• **RECORDS SUPPLIED**
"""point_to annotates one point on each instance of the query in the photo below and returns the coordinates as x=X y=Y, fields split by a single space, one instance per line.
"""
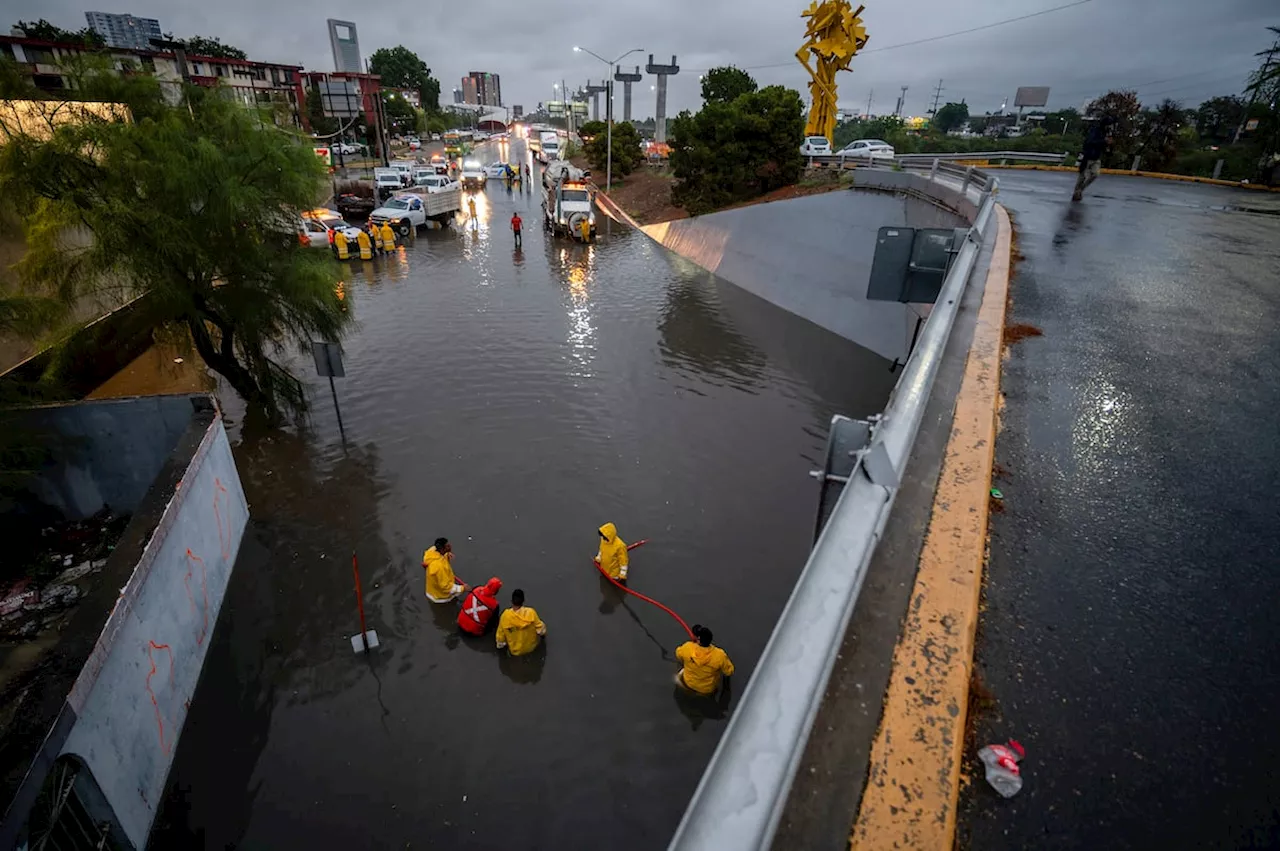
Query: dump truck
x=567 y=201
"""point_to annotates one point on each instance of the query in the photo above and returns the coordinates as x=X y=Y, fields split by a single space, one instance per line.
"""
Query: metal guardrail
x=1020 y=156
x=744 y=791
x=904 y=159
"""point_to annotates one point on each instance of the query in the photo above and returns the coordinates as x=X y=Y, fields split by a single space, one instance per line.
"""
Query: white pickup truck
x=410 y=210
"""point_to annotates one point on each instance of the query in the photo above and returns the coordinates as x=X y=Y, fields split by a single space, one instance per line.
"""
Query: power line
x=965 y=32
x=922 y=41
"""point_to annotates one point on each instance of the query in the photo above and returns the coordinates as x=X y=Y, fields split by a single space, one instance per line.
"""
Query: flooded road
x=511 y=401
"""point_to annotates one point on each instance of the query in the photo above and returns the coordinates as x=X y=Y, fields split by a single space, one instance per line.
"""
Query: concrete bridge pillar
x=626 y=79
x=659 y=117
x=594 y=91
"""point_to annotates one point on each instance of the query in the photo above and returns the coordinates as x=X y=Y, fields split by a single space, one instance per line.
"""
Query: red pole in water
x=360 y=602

==

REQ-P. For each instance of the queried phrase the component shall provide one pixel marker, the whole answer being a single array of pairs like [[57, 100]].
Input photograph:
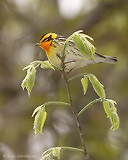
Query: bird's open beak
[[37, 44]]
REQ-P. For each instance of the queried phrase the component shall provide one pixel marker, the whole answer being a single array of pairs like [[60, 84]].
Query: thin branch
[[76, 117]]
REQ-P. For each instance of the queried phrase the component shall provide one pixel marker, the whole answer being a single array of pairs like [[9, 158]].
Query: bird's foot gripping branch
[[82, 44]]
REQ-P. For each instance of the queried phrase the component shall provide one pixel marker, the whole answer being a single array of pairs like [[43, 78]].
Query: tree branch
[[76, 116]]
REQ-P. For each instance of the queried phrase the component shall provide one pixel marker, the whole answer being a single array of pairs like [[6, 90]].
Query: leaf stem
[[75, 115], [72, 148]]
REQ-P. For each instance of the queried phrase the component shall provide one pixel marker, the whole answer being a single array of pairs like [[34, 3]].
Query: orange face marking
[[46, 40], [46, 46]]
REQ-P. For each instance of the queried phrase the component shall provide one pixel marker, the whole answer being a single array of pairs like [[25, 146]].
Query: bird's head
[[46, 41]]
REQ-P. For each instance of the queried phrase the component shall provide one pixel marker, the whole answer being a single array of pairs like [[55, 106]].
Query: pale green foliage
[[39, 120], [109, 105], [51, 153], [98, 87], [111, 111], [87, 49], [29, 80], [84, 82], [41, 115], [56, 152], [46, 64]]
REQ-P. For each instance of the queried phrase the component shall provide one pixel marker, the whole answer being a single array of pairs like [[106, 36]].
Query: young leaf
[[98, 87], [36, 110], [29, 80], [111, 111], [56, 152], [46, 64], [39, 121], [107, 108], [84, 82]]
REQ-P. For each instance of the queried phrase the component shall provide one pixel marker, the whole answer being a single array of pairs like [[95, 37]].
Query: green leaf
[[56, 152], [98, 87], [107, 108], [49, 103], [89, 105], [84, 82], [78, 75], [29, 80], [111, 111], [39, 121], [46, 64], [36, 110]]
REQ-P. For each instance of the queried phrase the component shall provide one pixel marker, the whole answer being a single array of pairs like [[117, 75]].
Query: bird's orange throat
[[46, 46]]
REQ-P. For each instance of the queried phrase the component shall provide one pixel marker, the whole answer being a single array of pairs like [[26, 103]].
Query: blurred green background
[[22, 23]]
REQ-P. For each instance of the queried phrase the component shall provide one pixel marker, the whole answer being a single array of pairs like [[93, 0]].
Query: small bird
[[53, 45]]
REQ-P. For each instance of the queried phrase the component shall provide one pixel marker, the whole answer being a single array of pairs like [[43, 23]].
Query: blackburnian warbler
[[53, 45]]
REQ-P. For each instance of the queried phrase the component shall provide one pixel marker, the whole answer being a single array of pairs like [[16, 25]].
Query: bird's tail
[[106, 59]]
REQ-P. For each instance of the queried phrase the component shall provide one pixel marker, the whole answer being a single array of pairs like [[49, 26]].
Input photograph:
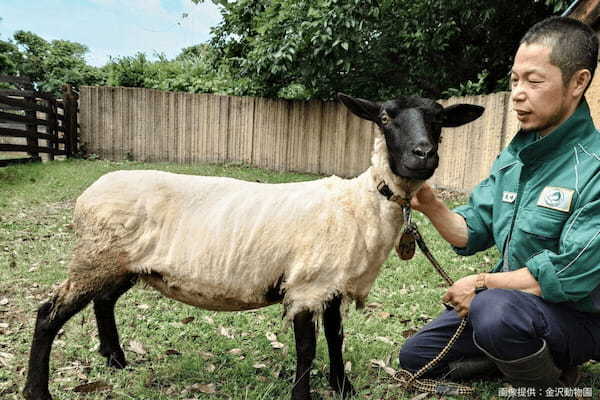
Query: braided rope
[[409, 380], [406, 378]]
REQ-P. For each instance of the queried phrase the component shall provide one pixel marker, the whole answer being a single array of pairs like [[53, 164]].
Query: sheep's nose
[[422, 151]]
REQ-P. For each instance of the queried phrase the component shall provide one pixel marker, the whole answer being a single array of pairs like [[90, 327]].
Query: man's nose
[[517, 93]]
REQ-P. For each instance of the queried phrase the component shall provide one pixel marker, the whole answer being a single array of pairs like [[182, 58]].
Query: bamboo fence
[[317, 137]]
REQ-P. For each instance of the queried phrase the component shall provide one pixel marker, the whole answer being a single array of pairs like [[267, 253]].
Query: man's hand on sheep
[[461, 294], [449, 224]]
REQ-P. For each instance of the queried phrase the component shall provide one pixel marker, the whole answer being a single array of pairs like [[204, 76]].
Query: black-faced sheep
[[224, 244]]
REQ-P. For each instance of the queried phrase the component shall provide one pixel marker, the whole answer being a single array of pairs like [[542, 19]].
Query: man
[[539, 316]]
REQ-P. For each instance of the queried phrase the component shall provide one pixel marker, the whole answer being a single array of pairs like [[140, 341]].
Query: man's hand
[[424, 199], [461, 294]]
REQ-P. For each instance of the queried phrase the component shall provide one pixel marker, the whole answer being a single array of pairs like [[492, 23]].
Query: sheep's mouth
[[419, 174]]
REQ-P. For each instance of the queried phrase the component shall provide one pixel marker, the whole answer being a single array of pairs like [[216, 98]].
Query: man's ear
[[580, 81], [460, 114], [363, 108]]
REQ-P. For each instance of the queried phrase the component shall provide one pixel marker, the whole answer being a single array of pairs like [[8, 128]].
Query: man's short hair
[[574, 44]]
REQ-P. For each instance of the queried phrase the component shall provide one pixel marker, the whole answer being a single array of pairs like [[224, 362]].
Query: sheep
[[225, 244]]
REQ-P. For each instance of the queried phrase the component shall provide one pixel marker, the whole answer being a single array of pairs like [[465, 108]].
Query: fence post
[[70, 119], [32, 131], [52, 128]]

• **WORK TASK**
What should come back is an exact copy of the lines above from the line with "like [[43, 23]]." to the line with "like [[53, 164]].", both included, minus the pictures.

• **SOLUTION TO THIS EXERCISE**
REQ-P. For each instance of the queried phrase the component shall provide one pixel marker, the whole answer being a single array of pairs like [[43, 23]].
Query: blackburnian warbler
[[53, 45]]
REQ-P. For each instance of the queried phrase the component shall provide one pixel marker, the whole answer being a single array of pairs like [[16, 25]].
Query: bird's tail
[[106, 59]]
REQ-P. For each instance of the queried phrase the component shall provide one pixel marker, the whole answer being a single array of pairs like [[49, 26]].
Input photograph:
Query: braided rope
[[409, 380], [406, 378]]
REQ-P. For each instance of the queried phrase the component shall provide one pixel marker, the whole answer being a single array of pairs like [[53, 164]].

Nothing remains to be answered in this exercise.